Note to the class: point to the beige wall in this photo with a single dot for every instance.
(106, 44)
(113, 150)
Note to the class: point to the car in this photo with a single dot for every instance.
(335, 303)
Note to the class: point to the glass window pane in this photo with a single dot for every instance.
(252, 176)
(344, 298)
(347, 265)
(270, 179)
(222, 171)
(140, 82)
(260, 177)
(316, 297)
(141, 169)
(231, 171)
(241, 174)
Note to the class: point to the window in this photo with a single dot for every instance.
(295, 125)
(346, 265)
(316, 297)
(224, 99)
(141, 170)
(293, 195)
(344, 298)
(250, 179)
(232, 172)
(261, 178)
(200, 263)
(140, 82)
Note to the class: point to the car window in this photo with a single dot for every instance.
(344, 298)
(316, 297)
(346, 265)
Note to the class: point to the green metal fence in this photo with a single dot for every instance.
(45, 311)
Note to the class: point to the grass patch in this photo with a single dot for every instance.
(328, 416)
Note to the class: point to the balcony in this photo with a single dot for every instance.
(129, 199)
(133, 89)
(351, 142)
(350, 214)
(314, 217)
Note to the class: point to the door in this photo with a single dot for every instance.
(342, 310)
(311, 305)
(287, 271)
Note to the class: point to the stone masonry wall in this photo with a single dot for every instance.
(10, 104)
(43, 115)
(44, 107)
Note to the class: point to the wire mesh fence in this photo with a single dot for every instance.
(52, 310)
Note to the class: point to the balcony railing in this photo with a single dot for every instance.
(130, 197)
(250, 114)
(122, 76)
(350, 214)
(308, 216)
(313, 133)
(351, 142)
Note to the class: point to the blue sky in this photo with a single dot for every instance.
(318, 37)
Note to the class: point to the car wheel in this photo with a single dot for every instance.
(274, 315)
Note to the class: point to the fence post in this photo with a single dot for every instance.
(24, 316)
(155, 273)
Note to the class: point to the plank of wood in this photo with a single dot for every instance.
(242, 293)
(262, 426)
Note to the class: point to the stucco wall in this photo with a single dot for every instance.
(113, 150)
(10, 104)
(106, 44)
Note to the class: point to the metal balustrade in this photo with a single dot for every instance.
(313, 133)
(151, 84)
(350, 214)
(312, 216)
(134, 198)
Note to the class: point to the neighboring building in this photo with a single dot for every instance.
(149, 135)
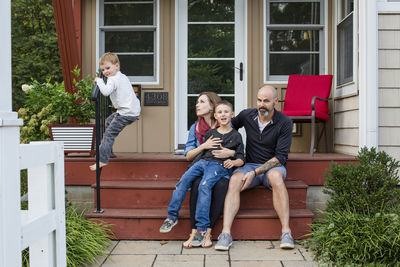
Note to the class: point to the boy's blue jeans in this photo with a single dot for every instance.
(210, 172)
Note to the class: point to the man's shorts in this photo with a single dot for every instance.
(261, 179)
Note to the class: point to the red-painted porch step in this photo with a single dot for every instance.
(138, 194)
(159, 166)
(254, 224)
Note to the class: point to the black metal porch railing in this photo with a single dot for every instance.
(103, 109)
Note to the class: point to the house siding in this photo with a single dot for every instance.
(389, 83)
(144, 135)
(346, 125)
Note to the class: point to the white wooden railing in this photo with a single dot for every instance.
(42, 227)
(43, 224)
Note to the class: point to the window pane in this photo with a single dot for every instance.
(347, 7)
(128, 14)
(192, 108)
(129, 41)
(345, 51)
(286, 64)
(295, 13)
(137, 65)
(293, 40)
(214, 76)
(211, 10)
(211, 41)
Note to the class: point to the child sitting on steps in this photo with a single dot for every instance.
(211, 169)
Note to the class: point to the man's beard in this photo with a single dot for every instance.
(264, 114)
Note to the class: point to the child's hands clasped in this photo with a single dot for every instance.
(212, 143)
(228, 164)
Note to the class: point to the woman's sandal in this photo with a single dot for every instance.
(188, 243)
(207, 240)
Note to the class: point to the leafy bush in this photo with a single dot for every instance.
(34, 45)
(49, 103)
(361, 225)
(349, 239)
(86, 240)
(366, 188)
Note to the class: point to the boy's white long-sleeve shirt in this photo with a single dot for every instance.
(121, 93)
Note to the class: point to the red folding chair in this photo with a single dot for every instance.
(306, 100)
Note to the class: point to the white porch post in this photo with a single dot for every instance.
(10, 216)
(368, 74)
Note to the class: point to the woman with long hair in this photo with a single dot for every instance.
(194, 146)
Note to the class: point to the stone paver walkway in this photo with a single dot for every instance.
(172, 254)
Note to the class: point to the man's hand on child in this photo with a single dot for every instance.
(247, 179)
(228, 164)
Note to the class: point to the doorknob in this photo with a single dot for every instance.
(241, 71)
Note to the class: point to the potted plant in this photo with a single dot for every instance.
(51, 113)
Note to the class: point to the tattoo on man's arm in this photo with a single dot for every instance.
(272, 163)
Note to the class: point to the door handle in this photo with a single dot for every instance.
(241, 71)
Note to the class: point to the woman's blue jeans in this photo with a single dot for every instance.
(210, 172)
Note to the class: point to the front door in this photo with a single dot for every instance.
(210, 56)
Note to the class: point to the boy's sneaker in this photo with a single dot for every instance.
(167, 225)
(287, 240)
(199, 238)
(224, 242)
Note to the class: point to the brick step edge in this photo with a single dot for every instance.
(184, 213)
(144, 224)
(168, 184)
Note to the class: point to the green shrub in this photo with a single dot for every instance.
(49, 103)
(349, 239)
(367, 187)
(86, 240)
(361, 225)
(34, 45)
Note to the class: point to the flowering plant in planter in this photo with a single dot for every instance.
(49, 103)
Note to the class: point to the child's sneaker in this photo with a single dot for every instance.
(199, 238)
(167, 225)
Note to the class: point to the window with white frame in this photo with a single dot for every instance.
(345, 42)
(294, 38)
(129, 29)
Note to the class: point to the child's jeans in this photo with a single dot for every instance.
(114, 125)
(210, 172)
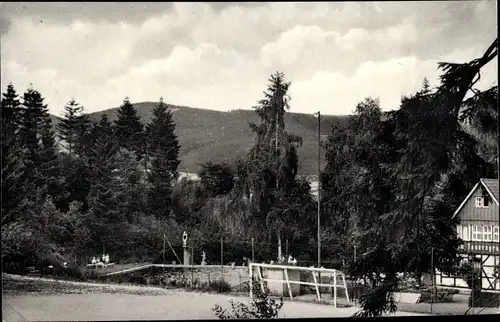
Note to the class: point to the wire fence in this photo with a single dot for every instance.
(222, 263)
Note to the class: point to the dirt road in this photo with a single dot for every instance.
(127, 302)
(184, 305)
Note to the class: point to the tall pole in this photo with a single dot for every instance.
(253, 252)
(498, 177)
(319, 192)
(163, 252)
(222, 258)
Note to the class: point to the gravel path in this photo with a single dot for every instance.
(154, 304)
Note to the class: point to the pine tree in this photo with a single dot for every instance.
(272, 162)
(104, 218)
(69, 126)
(129, 129)
(163, 150)
(37, 137)
(13, 167)
(11, 112)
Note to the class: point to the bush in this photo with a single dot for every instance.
(220, 286)
(262, 307)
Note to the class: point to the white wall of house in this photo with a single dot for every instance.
(478, 232)
(458, 282)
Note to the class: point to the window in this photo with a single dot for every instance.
(482, 202)
(487, 233)
(477, 233)
(465, 233)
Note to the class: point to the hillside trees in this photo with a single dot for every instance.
(270, 169)
(414, 169)
(216, 178)
(163, 153)
(13, 167)
(129, 128)
(69, 126)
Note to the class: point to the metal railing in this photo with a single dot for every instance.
(317, 284)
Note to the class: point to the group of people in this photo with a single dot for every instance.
(104, 259)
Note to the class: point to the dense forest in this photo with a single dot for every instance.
(389, 188)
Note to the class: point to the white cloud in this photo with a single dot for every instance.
(335, 54)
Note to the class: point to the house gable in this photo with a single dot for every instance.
(468, 212)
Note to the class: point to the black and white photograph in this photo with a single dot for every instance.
(249, 160)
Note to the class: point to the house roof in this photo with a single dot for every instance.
(490, 185)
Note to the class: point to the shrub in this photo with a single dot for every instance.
(220, 286)
(262, 307)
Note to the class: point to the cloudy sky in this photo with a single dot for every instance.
(220, 55)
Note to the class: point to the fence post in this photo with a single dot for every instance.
(192, 267)
(222, 260)
(253, 254)
(355, 281)
(286, 250)
(432, 276)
---+---
## What to do
Transcribe the records above exactly as they appear, leaving out any pictures.

## Result of this exercise
Note to the class: point to the beige wall in this photo with a single dot for every instance.
(106, 44)
(113, 150)
Note to the class: point to the car in this photo with a single dot for every instance.
(335, 303)
Note to the class: point to the glass window pane in this photo with a single dot for every instance.
(252, 176)
(344, 298)
(347, 265)
(270, 179)
(222, 171)
(140, 82)
(260, 177)
(316, 297)
(141, 169)
(231, 171)
(241, 174)
Note to the class: point to the window in this photo with a single dot for every instance.
(295, 125)
(346, 265)
(316, 297)
(224, 99)
(141, 170)
(293, 195)
(344, 298)
(250, 179)
(232, 172)
(261, 178)
(200, 263)
(140, 82)
Note to the class: point to the car window in this photo with a single dot for every instance.
(344, 298)
(316, 297)
(346, 265)
Note to the class: point to the green metal fence in this photo with a single dot for every instance.
(45, 311)
Note to the class: point to the grass patch in this photo with a single dot for every instance.
(328, 416)
Note to the class: point to the balcony in this photo with a single dot for every instance.
(129, 199)
(133, 89)
(351, 142)
(350, 214)
(314, 217)
Note to the class: point to the door in this photo with a single dot for every instance.
(342, 310)
(311, 305)
(287, 271)
Note to the class: point to the stone masonry wall in this photo with a single dot for every instance.
(10, 104)
(43, 115)
(44, 107)
Note to the class: point to the wire mesh fence in this photo with a single dot for every instance.
(52, 310)
Note to the class: point to the balcony railing in this photo with a single dot for every instance.
(130, 197)
(250, 114)
(122, 76)
(350, 214)
(308, 216)
(313, 133)
(351, 142)
Note to the class: point to the blue sky in this photo with a single dot for every instance.
(318, 37)
Note to the class: point to the car wheel in this photo with a single dot for every instance.
(274, 315)
Note to the class: point to the fence post in this photo with a single dot for every instance.
(24, 316)
(155, 273)
Note to the class: point to the plank of wood in this photo with a single dot for every instance.
(242, 293)
(262, 426)
Note to the class: point to the stucco wall in this photo with a single dot for every instance.
(113, 150)
(10, 104)
(106, 44)
Note to the class: point to the metal balustrade in this photo with a single dot for every instance.
(313, 133)
(151, 84)
(350, 214)
(312, 216)
(134, 198)
Note to the class: point to the neighboring building in this photo with a single dot for every instance.
(149, 135)
Note to the class: point to the boy's blue jeans in this photo with a single dot for every instance.
(210, 172)
Note to the class: point to the man's shorts in this photo with a single dot for every instance.
(261, 179)
Note to the class: point to the red-painted porch step in this photo with a single dot for every instance.
(138, 194)
(159, 166)
(254, 224)
Note to the class: point to the black metal porch railing in this photo with a single dot for every instance.
(103, 109)
Note to the class: point to the house siding in this photo with a single dot for every instance.
(389, 83)
(144, 135)
(346, 125)
Note to the class: point to the white wooden railing in this photo with a single dot for every instance.
(42, 227)
(43, 224)
Note to the class: point to the window pane in this photo with a single dot for every instance.
(347, 7)
(128, 14)
(192, 108)
(129, 41)
(345, 51)
(286, 64)
(295, 13)
(137, 65)
(293, 40)
(214, 76)
(211, 10)
(211, 41)
Note to the class: point to the child sitting on steps in this photo with a single dot for every instance.
(211, 169)
Note to the class: point to the man's beard in this photo with a single dot for every instance.
(264, 114)
Note to the class: point to the child's hands clasped in this photo with a single dot for every instance.
(212, 143)
(228, 164)
Note to the class: point to the woman's sandal in this photo with a single dot for every instance.
(188, 243)
(207, 240)
Note to the class: point to the leafy bush in this photo with a single dot for every instance.
(34, 45)
(49, 103)
(361, 225)
(349, 239)
(86, 240)
(366, 188)
Note to the class: point to the boy's white long-sleeve shirt in this photo with a single dot for every instance.
(121, 93)
Note to the class: point to the red folding chair in this photo with a single dot for every instance.
(306, 100)
Note to the class: point to the white porch post in this photo with a single dot for every instance.
(10, 216)
(368, 74)
Note to the class: point to the woman with long hair in this photo with a single dot for every instance.
(194, 146)
Note to the class: point to the stone paver walkway in this photo with a single dot for every instance.
(172, 254)
Note to the class: point to the man's hand on child in this photo with a single dot for every instance.
(247, 179)
(228, 164)
Note to the class: point to the doorknob in this photo with a single dot for every instance.
(241, 71)
Note to the class: point to the potted plant in this photo with a single dot for every instance.
(51, 113)
Note to the class: point to the tattoo on man's arm in this photo with a single dot for every instance.
(272, 163)
Note to the class: point to the door handle in this photo with a single dot for every instance.
(241, 71)
Note to the class: point to the woman's blue jeans in this photo with a single dot for every instance.
(210, 172)
Note to the class: point to the front door in this photo with a single dot for every instance.
(210, 56)
Note to the class: point to the boy's sneaker in this photo with a single dot for every instance.
(167, 225)
(287, 240)
(199, 238)
(224, 242)
Note to the class: point to the brick step edge in this photo with a single dot for every instance.
(184, 213)
(144, 224)
(168, 184)
Note to the class: point to the green shrub in this photo with a single dot for every instance.
(49, 103)
(349, 239)
(367, 187)
(86, 240)
(361, 225)
(34, 45)
Note to the class: point to the flowering plant in planter in this photo with a single dot for every instance.
(49, 103)
Note to the class: point to the child's sneaker in this photo with a single dot for every instance.
(199, 238)
(167, 225)
Note to the class: point to the window with white frame in this photo with a single dot for every instance.
(345, 42)
(294, 38)
(129, 29)
Note to the class: point to the child's jeans in this photo with a single dot for every instance.
(114, 125)
(210, 172)
Note to the class: point to the wire fence in this photo with a single dot for every instance.
(222, 263)
Note to the class: point to the dirt road in this photo with a single dot for every instance.
(127, 302)
(184, 305)
Note to the class: point to the tall pole in this photo with a single dot for every instance.
(253, 252)
(498, 177)
(319, 192)
(163, 252)
(222, 258)
Note to the class: point to the gravel path in this photo with a single dot for every instance.
(154, 304)
Note to the class: point to the pine tree in this photo with a single dot for every instance.
(272, 162)
(104, 218)
(69, 126)
(129, 129)
(163, 150)
(37, 137)
(13, 167)
(11, 112)
Note to the class: point to the bush in this photo with a single dot for every instance.
(220, 286)
(262, 307)
Note to the class: point to the white wall of house in this photo with a single dot for every instance.
(478, 232)
(458, 282)
Note to the class: point to the window in this photo with a single dot for every instance.
(482, 202)
(487, 233)
(477, 233)
(465, 233)
Note to the class: point to the hillside trees in this photo with a single dot for every instance.
(270, 169)
(414, 169)
(216, 178)
(163, 153)
(13, 167)
(129, 128)
(69, 126)
Note to the class: point to the metal railing in this photo with a single dot for every instance.
(317, 284)
Note to the class: point to the group of people in this photo with a single dot for every instance.
(104, 259)
Note to the class: point to the dense forest in this photo with a single dot for every instance.
(389, 188)
Note to the class: point to the white cloud in this photo with a single dot for every instance.
(335, 54)
Note to the class: point to the house gable in this photo with a single dot for every instance.
(468, 212)
Note to the class: point to the black and white photograph in this photo with a single dot for every instance.
(249, 160)
Note to the class: point to the house roof in this photo with a single dot for every instance.
(490, 185)
Note to the class: point to the shrub in this photo with a single dot for every instance.
(220, 286)
(262, 307)
Note to the class: point to the cloudy sky in this photo with a single dot for every instance.
(220, 55)
Note to the class: point to the fence post in this photo with a single dot for every instance.
(192, 267)
(222, 260)
(253, 254)
(355, 281)
(286, 250)
(432, 276)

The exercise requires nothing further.